The records:
· · · · ·

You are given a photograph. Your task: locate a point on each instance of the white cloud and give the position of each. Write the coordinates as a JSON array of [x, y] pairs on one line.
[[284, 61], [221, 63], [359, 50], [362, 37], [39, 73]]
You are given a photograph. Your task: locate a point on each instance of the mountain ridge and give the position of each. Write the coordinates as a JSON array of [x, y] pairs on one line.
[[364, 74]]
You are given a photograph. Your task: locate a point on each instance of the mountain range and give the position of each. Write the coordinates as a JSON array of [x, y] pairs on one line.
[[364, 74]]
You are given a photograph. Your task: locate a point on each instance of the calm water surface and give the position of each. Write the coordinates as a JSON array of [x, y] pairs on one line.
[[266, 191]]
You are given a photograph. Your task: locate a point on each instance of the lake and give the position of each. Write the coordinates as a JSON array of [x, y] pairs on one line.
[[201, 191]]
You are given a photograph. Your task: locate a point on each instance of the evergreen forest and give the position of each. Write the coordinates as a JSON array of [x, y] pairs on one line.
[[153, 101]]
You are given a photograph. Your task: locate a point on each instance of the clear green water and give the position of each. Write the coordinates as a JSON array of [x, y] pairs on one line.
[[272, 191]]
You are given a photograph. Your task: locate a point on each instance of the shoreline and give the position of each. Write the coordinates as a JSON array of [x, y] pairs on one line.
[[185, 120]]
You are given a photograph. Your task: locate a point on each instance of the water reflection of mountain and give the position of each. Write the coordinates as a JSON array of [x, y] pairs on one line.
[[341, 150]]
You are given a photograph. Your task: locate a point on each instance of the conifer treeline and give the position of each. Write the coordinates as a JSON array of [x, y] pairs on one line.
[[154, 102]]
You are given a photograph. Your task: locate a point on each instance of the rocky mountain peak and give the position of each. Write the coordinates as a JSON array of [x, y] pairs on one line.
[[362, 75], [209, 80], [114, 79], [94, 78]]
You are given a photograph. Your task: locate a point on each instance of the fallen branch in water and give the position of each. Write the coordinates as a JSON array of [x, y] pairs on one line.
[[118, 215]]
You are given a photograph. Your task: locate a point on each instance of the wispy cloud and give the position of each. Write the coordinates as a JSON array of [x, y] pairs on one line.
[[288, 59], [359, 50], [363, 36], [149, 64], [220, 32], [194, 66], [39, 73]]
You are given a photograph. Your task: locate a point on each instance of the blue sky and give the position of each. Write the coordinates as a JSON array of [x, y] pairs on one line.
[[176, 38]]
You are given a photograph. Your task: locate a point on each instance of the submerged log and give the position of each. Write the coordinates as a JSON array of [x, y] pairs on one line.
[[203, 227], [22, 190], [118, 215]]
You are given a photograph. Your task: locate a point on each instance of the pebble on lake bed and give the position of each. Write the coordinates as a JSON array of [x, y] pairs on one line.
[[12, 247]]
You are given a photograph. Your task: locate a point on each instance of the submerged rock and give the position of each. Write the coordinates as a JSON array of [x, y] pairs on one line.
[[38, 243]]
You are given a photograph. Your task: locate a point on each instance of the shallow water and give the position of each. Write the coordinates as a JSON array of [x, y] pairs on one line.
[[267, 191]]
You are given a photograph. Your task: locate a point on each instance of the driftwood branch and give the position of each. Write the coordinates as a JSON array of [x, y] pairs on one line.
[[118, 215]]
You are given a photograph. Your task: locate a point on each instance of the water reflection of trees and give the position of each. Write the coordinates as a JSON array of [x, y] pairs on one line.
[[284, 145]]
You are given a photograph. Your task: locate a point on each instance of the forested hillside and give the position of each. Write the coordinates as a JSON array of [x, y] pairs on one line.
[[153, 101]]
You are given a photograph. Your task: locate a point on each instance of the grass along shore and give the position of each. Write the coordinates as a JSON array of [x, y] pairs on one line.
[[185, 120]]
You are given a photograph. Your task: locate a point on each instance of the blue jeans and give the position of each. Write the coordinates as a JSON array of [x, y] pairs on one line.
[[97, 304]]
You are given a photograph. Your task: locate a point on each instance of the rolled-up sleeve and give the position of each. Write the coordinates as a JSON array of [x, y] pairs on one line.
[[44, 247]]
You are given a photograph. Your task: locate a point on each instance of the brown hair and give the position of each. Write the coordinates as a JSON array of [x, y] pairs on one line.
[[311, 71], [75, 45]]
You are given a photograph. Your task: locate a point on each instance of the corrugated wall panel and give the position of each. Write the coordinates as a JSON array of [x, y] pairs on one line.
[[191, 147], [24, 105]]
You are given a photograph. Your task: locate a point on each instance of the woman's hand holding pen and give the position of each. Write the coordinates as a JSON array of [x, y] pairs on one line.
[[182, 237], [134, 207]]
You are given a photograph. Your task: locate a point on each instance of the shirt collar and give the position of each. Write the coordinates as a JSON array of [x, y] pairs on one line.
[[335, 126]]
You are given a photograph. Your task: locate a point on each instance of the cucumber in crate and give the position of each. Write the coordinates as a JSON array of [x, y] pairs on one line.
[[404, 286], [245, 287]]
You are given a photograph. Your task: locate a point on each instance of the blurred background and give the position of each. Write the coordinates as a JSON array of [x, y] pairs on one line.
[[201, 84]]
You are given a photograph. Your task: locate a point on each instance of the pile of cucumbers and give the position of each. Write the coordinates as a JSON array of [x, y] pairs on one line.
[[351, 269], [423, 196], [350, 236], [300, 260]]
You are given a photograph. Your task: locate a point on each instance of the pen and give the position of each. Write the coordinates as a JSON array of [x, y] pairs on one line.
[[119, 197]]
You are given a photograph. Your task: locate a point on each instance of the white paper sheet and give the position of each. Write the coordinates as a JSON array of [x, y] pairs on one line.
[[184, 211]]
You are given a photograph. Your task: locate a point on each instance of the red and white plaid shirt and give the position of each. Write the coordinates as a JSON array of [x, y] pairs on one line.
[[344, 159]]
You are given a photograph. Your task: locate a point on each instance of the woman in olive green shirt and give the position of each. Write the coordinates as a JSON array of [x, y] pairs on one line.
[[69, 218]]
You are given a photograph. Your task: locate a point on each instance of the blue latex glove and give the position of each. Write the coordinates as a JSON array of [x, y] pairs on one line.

· · · · ·

Goal of the exercise: Please copy the records above, starting at the beginning and stopping after the line that contains "[[284, 61], [221, 63], [359, 50], [362, 37], [39, 73]]". Keep the requests, and shift every coordinate in the answers by adding -47 to it.

Response to this exercise:
You are given a photograph. Your task: locate a point on each instance of the white cloud and give the position of each. Write the coordinates as a JSON array of [x, y] pairs on one line.
[[237, 14], [174, 16], [312, 3], [315, -10], [-8, 26]]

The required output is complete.